**HOW TO COMPLETE THIS TASK:** With the line containing "Target: flat screen television" as the start and the line containing "hand on ball." as the end, transcribe that span of the entries below exactly, including both.
★ ★ ★ ★ ★
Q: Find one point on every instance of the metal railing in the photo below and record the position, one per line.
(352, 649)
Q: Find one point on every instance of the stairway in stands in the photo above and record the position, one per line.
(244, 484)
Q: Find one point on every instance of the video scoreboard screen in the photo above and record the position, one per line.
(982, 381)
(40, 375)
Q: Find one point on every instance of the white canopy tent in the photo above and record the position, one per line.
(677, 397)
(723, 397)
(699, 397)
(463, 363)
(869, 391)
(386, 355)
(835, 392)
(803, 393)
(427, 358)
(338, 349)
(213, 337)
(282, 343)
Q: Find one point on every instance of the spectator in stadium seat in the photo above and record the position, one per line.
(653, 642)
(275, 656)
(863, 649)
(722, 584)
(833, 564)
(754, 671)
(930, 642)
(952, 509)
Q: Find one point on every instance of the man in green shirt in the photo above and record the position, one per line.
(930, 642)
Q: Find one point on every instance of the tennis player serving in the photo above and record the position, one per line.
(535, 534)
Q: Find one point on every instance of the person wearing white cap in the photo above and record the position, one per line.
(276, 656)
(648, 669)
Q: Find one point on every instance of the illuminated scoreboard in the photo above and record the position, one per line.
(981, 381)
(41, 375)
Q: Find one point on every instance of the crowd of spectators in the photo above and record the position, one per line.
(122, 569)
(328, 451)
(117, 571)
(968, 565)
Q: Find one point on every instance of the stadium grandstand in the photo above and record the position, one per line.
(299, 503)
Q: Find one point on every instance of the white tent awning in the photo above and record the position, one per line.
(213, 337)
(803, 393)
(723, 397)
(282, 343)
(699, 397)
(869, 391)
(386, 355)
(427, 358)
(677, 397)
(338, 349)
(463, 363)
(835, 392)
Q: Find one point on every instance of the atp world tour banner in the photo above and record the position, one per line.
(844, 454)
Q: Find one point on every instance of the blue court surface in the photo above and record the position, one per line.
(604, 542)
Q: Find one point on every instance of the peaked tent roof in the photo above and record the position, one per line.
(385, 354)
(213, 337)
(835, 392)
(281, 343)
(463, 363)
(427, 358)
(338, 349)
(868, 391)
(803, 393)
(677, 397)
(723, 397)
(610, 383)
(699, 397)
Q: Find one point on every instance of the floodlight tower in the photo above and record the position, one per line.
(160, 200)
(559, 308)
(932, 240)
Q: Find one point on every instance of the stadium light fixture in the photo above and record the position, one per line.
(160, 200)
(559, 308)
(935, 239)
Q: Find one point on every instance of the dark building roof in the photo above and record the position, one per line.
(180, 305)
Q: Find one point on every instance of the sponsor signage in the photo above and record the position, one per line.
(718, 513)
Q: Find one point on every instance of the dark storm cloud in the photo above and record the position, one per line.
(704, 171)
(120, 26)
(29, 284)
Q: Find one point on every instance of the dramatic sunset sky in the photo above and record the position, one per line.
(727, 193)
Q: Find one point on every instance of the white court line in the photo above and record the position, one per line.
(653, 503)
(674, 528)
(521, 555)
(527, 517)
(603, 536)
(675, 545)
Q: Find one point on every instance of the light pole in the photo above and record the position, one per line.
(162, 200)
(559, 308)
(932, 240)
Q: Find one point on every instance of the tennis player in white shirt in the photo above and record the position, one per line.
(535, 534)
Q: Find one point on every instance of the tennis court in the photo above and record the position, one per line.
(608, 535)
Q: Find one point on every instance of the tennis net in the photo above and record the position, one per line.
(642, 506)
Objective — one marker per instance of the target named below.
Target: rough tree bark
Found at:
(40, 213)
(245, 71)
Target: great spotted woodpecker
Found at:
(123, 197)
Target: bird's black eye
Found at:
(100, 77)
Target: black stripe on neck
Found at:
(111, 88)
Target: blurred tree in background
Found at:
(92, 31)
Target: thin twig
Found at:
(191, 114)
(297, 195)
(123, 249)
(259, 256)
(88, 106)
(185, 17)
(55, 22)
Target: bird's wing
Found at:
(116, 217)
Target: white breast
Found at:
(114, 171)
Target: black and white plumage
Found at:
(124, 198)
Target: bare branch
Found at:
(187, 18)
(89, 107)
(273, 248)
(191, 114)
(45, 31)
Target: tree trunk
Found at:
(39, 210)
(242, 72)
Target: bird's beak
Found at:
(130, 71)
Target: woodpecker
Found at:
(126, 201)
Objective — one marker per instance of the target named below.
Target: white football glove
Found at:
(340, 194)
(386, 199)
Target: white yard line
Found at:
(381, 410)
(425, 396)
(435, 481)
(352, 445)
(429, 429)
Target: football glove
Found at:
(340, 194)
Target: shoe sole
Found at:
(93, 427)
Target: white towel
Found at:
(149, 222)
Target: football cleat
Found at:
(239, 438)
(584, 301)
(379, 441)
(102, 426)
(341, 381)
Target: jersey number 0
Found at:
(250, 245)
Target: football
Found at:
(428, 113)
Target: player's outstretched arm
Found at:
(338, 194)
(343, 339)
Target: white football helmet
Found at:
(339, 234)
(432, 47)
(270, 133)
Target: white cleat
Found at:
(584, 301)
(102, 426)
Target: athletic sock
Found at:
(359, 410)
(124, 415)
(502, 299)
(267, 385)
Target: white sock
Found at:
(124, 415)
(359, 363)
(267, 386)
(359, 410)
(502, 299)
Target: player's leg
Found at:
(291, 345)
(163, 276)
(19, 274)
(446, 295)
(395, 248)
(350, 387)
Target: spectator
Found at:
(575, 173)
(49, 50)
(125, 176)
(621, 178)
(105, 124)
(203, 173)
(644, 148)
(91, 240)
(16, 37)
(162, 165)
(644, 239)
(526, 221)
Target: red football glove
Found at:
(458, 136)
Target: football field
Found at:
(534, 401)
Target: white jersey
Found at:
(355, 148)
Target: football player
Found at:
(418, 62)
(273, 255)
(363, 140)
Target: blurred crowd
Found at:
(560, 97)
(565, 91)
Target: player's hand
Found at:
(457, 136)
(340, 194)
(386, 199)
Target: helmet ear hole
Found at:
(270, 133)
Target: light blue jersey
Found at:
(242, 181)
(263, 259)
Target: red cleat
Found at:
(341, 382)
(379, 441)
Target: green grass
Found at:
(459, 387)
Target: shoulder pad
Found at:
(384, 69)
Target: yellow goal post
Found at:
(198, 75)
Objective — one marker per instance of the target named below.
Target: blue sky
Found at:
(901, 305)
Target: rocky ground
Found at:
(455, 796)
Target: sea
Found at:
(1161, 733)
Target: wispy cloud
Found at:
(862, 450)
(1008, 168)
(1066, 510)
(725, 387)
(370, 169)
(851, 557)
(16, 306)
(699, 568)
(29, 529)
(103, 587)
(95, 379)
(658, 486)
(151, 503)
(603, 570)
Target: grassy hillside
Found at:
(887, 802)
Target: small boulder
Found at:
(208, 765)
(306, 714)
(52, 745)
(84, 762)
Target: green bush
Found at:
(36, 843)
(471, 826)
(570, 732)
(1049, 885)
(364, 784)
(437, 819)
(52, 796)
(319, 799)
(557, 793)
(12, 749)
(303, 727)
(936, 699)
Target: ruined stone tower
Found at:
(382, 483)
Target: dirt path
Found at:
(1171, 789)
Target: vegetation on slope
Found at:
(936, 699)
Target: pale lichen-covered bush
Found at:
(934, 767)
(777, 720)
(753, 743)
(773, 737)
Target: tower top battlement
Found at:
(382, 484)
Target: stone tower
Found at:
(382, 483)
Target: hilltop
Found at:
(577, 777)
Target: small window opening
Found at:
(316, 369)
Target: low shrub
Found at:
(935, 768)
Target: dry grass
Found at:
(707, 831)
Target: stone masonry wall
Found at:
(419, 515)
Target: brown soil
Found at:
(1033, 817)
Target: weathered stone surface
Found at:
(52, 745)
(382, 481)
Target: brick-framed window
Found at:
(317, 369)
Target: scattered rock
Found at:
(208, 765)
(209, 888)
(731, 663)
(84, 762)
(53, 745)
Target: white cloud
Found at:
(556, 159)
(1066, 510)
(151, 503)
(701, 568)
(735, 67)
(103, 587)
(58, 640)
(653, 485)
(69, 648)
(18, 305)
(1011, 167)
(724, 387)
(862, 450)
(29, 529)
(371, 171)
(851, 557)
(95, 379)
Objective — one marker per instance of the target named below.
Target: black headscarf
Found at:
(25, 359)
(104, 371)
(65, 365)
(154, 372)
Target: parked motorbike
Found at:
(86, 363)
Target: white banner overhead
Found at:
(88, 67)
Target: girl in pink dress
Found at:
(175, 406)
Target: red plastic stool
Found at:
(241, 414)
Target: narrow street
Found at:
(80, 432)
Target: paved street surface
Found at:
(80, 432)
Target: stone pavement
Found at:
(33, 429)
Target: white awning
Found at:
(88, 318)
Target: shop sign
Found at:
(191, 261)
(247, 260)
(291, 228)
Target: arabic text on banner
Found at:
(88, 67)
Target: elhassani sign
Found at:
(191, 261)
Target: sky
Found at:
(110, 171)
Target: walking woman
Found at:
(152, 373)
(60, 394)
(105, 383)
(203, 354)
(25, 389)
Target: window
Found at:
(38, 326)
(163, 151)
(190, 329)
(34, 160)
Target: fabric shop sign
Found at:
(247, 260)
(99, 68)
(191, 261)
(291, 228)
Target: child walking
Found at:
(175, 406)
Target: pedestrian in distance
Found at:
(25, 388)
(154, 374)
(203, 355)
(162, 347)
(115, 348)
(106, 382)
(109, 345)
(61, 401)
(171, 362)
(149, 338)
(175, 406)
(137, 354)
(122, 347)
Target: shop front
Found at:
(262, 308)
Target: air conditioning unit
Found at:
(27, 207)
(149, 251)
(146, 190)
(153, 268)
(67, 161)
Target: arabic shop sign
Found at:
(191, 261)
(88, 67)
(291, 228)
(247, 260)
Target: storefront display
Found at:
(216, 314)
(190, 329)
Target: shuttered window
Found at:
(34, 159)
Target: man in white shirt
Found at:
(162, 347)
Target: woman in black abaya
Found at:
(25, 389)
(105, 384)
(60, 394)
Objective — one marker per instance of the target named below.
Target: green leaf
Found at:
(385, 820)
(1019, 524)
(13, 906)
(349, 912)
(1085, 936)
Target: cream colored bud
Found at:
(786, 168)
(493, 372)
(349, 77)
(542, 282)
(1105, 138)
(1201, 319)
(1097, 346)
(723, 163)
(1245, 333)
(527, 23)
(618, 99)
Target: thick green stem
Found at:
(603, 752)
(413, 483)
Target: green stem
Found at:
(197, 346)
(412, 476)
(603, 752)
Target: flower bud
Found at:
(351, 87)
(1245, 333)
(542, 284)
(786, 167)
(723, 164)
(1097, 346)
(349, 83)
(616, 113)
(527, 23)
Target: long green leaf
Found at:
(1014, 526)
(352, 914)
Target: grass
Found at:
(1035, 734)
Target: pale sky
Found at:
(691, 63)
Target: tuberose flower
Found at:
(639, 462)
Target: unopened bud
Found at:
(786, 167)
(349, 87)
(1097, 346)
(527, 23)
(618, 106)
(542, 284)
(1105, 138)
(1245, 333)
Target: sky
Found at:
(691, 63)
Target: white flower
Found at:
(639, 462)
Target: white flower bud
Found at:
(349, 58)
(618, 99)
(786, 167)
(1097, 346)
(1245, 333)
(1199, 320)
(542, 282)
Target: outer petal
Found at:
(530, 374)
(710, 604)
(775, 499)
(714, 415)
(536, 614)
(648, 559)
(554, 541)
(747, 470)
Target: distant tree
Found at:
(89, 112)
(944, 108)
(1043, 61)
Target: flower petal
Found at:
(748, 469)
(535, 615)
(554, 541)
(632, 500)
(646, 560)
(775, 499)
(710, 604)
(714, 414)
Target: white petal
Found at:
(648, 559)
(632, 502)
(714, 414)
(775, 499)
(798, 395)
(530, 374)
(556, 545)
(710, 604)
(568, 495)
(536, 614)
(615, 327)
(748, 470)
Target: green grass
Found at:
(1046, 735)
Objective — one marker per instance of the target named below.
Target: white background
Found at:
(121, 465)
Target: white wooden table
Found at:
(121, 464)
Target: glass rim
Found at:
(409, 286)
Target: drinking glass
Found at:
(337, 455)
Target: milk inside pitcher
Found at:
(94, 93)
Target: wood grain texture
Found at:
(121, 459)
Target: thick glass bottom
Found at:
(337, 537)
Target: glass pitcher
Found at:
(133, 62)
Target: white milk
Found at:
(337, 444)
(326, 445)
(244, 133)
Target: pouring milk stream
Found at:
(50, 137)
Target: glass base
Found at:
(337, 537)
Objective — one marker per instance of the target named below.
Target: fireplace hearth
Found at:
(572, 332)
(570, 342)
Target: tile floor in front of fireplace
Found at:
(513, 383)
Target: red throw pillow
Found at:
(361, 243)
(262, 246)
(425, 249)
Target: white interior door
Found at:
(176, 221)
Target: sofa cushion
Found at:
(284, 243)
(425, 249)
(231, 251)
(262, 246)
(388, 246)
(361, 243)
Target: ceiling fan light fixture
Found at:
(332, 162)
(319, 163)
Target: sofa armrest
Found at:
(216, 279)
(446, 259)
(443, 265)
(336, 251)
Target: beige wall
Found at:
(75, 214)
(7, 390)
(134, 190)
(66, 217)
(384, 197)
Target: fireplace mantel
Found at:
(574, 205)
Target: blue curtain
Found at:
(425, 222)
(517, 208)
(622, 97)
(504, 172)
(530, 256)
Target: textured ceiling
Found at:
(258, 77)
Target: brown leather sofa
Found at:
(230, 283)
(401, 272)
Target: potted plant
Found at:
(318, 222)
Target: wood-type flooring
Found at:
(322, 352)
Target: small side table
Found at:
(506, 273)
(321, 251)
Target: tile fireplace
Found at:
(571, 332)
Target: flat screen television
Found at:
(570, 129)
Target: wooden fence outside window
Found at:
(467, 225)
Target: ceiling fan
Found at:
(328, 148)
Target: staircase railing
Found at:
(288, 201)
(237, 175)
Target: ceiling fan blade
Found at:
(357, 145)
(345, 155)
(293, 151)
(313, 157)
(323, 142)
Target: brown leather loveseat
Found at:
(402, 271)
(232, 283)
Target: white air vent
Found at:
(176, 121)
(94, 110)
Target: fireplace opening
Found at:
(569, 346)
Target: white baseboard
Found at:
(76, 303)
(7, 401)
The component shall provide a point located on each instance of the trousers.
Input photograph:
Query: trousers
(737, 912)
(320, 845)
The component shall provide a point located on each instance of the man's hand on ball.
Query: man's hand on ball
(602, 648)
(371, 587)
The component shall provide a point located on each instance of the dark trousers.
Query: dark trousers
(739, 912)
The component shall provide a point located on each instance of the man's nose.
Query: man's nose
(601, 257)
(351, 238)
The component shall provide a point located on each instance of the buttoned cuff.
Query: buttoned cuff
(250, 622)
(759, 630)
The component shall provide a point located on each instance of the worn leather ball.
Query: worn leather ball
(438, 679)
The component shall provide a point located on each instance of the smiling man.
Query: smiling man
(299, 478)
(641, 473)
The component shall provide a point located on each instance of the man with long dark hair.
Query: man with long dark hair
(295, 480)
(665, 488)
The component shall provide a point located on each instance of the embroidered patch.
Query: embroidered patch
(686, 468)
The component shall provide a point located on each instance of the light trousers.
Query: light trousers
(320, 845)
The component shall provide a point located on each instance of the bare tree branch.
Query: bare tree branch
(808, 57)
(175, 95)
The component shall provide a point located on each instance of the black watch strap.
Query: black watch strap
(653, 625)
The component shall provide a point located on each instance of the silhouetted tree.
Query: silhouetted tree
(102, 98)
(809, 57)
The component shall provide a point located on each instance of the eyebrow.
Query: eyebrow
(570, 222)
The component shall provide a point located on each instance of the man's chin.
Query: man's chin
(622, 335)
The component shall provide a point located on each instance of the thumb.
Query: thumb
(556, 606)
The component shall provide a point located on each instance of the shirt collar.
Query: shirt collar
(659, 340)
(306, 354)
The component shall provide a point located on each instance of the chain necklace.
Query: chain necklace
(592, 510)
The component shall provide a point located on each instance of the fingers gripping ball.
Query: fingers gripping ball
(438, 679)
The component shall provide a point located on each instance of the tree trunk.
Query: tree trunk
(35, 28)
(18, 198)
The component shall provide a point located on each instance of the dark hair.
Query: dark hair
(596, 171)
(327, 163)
★ ★ ★ ★ ★
**WRITTEN SOLUTION:**
Target: flat screen television
Found at:
(570, 129)
Target: wooden fence outside window
Found at:
(467, 225)
Target: ceiling fan
Found at:
(328, 148)
Target: staircase railing
Found at:
(288, 201)
(237, 175)
Target: ceiling fan blade
Found at:
(357, 145)
(345, 155)
(293, 151)
(313, 157)
(323, 142)
Target: brown leather loveseat
Found at:
(402, 271)
(232, 283)
Target: white air vent
Found at:
(176, 121)
(94, 110)
Target: fireplace opening
Found at:
(569, 346)
Target: white baseboard
Found at:
(76, 303)
(7, 401)
The component shall provide a point located on each instance of the trousers.
Input photograph:
Query: trousers
(737, 912)
(320, 845)
The component shall provide a point located on each instance of the man's hand on ball.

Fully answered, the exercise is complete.